Your assignment:
In the passage on cryptocurrency ownership and use, what relationship does the analysis find between intention to use (IU) and ownership (OW)?

┌─ Passage shown

The most interesting result is that IU is negatively related to ownership (OW) with a significant negative coefficient, indicating that people who own cryptocurrencies do not intend to use them for business transactions. This result challenges the intuitive assumption that individuals who already own cryptocurrencies would be more inclined to use them as a medium of exchange. This may indicate that the primary motivation for owning cryptocurrencies among participants may be speculative investment and capital gains rather than practical utility. The significant price volatility and the potential for high returns might attract users who treat cryptocurrencies as assets to hold rather than spend. This aligns with the broader trend in crypto ownership during market surges, such as those observed during the COVID-19 pandemic, when retail investors were drawn into the market through accessible platforms like Robinhood and Coinbase.
Social influence was found to play a crucial role in shaping users’ intentions to use cryptos as a medium of exchange. It highlighted the significance of peer experiences and recommendations in influencing individual perceptions (Liesa-Orús et al., 2023), suggesting that entities issuing cryptocurrencies should focus on creating environments that encourage sharing positive experiences, as this can significantly enhance users’ intentions to engage with the system (Wang et al., 2023). Our analysis indicates that users must first acknowledge the system’s utility; otherwise, more than ownership alone will be required to compel them to utilize the technology.

└─
┌─ Data shown

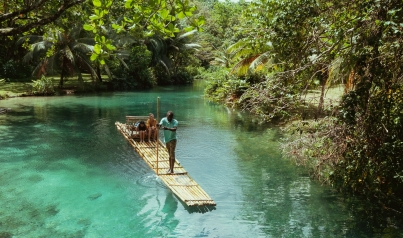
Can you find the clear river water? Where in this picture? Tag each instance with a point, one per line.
(65, 171)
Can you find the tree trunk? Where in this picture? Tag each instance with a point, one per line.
(99, 73)
(61, 75)
(323, 81)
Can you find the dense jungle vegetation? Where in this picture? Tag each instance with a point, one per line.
(263, 56)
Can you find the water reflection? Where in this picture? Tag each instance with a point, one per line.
(66, 171)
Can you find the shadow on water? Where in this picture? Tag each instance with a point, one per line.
(198, 209)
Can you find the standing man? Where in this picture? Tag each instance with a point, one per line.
(152, 127)
(169, 125)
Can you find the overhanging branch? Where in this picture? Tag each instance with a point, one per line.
(23, 28)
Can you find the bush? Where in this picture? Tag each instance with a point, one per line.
(223, 87)
(14, 70)
(43, 86)
(138, 75)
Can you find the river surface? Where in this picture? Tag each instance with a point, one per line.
(65, 171)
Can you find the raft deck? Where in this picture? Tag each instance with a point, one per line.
(181, 184)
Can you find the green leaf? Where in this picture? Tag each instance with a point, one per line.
(97, 3)
(94, 57)
(164, 13)
(109, 3)
(110, 47)
(97, 49)
(88, 27)
(94, 17)
(180, 15)
(114, 26)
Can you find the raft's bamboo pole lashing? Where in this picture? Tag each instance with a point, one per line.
(156, 156)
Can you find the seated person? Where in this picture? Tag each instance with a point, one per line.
(142, 128)
(152, 127)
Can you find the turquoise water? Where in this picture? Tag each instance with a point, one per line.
(65, 171)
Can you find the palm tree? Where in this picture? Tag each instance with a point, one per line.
(62, 52)
(167, 52)
(251, 59)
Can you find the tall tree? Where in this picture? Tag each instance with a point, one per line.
(63, 52)
(17, 17)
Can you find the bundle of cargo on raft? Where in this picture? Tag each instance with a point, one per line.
(155, 154)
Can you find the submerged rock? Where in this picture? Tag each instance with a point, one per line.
(94, 196)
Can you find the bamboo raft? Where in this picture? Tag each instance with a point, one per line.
(157, 157)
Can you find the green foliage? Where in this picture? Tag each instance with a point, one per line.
(151, 17)
(43, 86)
(138, 75)
(373, 163)
(14, 70)
(309, 142)
(223, 87)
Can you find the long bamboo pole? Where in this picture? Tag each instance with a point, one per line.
(157, 129)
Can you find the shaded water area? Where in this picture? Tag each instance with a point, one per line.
(65, 171)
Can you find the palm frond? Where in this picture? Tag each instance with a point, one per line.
(68, 54)
(30, 38)
(87, 40)
(123, 63)
(260, 61)
(165, 66)
(191, 46)
(242, 67)
(337, 72)
(28, 57)
(40, 48)
(108, 72)
(81, 47)
(187, 34)
(232, 49)
(75, 32)
(40, 68)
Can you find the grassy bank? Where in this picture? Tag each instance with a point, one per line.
(22, 87)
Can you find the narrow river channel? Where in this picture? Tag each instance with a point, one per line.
(65, 171)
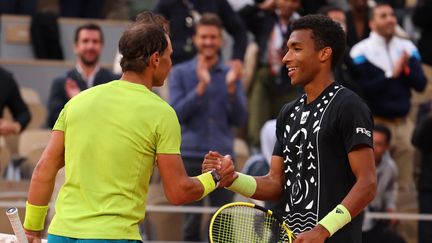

└─

Response to this exercise:
IU is negatively related to ownership, with a significant negative coefficient.